◆ **Tasks to complete**
1. From the condolence thread, write out the passage starting with "## honda27 (Apr" and going on through "of your loss.".
2. Answer these questions using the condolence thread:
(a) On what date did the first poster lose his wife?
(b) What does Harold Sage say he is sending by PM?
(c) What name is signed beneath "partspig" in that post?

◆ **Source document**
========================================================================
# .......... Sigh...................



## win43 (Aug 28, 2006)

On March 8th ........ I lost my best friend, my lover, my TM, my voice of reason , my better half.      

Cynthia, my wife, passed peacefully at home after a long respirtory illness. Myself, her son and her daughter were all by her side.


----------



## aurora1 (Oct 6, 2008)

My sincerest condolences to you and your family. Thoughts and prayers are with you all.


----------



## NTxSlotCars (May 27, 2008)

So sad Jerry. Our thoughts and prayers are with you and your family.


----------



## neorules (Oct 20, 2006)

Very sorry to hear of your loss Win--my condolences'.


----------



## Bubba 123 (Sep 10, 2010)

win43 said:


> On March 8th ........ I lost my best friend, my lover, my TM, my voice of reason , my better half.
> 
> Cynthia, my wife, passed peacefully at home after a long respirtory illness. Myself, her son and her daughter were all by her side.


OMG Jerry :-(
I am SO Sorry 4 & Family 

if there is ANYTHING i can do.. just ask..
prayers 4 U & family 

Bubba 123


----------



## Hittman101 (Oct 21, 2009)

Thoughts and prayers go out to you and your family....


----------



## honda27 (Apr 17, 2008)

*a friend*

so sry to hear jerry my prayers go out to u and your family.


----------



## ajd350 (Sep 18, 2005)

My sincere condolences to you and your family. Sad to hear of your loss.


----------



## Harold Sage (Apr 6, 2008)

My sincere condolences Jerry
It's always disturbing when someone you've been with a long time passes away. Harder when you seem them struggle through illnesses or pain. The struggle to keep going is tough for some but never give in to it. Just remember the Happy times and it will get better. You have alot of friends on here talking always helps. I'm sending you a PM with my number in case you EVER need to talk and get your mind off things for a while.

Best Wishes Harold


----------



## partspig (Mar 12, 2003)

Jerry, Please know that my thoughts and prayers are with you during this tragic time. If there is anything that I can do to help you in anyway, please do not hesitate to call me at anytime. 

With deepest sympathy,

partspig
Dennis


----------



## Lype Motorsport (Mar 14, 2004)

Jerry
My deepest condolences go out to you and your family. My thoughts and prayers are with you too, my friend. Anything I can do, just holler, ok?

Larry


----------



## craftymore (Jan 25, 2005)

My heartfelt sympathies to you and your entire family Jerry. Thoughts and prayers to you all.


----------



## bearsox (Apr 22, 2006)

*Jerry ,
i cannot begin to think of how you are feeling and coping. All i can do is to say i feel deeply saddened that my friend had such a loss ! You and your family are in my thoughts and prayers.

Bear  
*


----------



## Sundance (May 5, 2003)

I am so sorry for your loss. You and your family are in our prayers.


----------



## old blue (May 4, 2007)

Bless you and your family. I am sure she knows real peace now.


----------



## kiwidave (Jul 20, 2009)

My sincere condolences mate!


----------



## jeremy1082 (Apr 27, 2004)

I am so sorry to hear that Jerry. We are all behind you, buddy.
========================================================================
◆ **Dataset extract**
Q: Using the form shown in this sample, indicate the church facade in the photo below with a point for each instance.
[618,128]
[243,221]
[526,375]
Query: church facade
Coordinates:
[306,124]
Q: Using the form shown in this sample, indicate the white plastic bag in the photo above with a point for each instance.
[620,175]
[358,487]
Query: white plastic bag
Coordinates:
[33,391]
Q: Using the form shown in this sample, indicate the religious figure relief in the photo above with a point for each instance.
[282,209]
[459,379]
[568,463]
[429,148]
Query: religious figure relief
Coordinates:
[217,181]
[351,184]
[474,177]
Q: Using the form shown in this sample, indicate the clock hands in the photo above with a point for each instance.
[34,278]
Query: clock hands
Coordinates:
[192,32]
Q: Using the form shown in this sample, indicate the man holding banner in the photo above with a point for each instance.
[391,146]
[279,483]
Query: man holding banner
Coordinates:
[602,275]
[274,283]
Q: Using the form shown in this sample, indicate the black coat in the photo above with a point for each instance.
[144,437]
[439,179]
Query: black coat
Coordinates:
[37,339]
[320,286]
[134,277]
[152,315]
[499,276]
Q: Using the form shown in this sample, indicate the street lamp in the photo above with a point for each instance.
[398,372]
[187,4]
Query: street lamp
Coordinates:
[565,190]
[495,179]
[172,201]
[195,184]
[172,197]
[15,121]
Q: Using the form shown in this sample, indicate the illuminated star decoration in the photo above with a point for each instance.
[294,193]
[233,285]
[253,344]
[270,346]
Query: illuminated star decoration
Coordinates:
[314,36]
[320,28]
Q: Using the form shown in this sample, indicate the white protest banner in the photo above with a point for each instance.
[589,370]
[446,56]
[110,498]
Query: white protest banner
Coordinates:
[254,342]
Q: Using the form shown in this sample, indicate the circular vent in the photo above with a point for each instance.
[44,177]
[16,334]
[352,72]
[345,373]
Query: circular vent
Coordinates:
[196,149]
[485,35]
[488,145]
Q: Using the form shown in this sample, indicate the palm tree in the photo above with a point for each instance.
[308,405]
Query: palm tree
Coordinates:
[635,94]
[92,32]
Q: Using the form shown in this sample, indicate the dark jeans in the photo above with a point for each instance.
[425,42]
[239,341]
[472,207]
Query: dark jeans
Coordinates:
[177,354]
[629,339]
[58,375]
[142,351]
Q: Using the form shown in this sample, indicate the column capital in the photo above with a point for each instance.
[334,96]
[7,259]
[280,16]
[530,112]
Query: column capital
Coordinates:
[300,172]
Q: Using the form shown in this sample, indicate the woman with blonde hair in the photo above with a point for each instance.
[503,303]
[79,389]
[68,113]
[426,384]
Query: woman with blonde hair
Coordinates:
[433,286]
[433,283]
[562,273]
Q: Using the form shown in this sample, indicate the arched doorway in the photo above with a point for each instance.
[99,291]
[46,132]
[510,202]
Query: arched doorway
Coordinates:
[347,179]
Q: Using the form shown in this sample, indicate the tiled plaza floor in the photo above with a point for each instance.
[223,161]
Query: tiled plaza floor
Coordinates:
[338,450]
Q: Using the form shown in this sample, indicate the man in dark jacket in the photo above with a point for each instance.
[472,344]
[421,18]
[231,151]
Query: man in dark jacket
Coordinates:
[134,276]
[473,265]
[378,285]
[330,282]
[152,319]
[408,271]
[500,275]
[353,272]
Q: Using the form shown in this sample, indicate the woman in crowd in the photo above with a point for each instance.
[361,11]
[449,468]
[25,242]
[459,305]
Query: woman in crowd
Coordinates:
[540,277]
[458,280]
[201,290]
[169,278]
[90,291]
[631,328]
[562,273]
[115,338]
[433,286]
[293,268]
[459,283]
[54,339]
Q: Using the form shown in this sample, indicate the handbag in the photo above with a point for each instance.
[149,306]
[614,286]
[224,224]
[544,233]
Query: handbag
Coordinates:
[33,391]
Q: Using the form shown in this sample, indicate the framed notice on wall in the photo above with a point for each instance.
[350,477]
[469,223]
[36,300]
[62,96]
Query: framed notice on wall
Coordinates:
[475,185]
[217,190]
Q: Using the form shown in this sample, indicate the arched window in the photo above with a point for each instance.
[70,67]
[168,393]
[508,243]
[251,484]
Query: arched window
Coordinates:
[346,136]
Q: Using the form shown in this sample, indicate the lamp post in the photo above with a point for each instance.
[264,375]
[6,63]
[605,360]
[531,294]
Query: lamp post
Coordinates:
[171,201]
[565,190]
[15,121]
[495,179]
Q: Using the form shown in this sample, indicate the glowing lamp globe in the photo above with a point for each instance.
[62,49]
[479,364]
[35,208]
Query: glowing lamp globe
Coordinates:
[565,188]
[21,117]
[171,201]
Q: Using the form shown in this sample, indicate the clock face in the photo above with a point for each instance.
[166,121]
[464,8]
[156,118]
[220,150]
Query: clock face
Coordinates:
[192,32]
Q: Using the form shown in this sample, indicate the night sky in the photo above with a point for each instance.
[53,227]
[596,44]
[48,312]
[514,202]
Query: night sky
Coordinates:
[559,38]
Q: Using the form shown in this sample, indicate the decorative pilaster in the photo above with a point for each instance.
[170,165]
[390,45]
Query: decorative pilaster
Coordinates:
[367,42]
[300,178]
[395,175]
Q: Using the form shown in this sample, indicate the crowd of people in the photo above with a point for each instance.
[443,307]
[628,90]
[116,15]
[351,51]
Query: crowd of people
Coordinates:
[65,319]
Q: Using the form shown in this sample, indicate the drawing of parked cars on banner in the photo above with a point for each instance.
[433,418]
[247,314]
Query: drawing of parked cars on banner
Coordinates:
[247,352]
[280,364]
========================================================================
◆ **Exercise solutions**
1.
## honda27 (Apr 17, 2008)

*a friend*

so sry to hear jerry my prayers go out to u and your family.


----------



## ajd350 (Sep 18, 2005)

My sincere condolences to you and your family. Sad to hear of your loss.

2.
(a) March 8th
(b) His number
(c) Dennis